→ Directions
Count the lines in the items below that contain the string "plank", treating uppercase and lowercase letters as different. Reply with the number alone.

** start of Data extract **

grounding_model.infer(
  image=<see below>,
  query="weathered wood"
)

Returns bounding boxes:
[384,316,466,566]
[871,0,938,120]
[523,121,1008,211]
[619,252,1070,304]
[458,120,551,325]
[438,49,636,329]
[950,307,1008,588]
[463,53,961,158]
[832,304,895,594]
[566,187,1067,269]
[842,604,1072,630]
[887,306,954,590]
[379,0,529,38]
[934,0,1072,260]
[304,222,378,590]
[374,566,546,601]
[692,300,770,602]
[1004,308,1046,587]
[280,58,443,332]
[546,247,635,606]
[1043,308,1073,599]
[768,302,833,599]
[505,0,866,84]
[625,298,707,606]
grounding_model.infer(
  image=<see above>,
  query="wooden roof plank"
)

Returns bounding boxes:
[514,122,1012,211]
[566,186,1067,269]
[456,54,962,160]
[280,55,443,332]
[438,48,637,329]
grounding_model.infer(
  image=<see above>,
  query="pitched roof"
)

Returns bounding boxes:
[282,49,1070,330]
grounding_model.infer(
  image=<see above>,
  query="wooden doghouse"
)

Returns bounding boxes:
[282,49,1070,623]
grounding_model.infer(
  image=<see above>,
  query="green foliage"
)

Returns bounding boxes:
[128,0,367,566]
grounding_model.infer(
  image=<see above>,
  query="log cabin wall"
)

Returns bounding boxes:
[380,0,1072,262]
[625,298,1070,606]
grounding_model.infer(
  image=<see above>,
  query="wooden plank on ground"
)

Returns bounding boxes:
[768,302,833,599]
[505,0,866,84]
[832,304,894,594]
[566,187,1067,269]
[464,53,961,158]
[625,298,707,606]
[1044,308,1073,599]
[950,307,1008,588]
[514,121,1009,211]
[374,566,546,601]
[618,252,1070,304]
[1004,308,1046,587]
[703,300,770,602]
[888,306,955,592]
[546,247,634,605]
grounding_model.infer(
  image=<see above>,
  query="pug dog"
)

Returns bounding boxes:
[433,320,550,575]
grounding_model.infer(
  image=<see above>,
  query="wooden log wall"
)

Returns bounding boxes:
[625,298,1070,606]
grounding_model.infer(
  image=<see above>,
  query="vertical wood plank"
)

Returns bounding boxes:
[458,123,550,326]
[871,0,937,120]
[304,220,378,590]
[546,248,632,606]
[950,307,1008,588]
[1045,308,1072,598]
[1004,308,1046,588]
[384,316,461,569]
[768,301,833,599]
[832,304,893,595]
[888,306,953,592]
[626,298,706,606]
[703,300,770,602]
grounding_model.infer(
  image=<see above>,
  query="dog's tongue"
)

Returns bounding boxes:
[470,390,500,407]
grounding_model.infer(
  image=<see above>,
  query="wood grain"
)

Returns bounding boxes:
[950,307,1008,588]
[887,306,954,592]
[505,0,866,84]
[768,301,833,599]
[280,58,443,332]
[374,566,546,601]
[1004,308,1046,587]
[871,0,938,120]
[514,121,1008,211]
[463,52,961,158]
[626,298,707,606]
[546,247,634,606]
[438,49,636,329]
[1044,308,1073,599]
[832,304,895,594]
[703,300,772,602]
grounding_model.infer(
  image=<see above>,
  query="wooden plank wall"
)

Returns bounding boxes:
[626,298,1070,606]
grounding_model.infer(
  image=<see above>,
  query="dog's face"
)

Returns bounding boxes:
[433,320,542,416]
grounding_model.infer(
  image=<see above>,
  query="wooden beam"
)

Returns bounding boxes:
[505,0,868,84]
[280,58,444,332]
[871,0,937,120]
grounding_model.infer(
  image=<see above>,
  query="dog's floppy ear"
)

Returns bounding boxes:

** end of Data extract **

→ Written response
4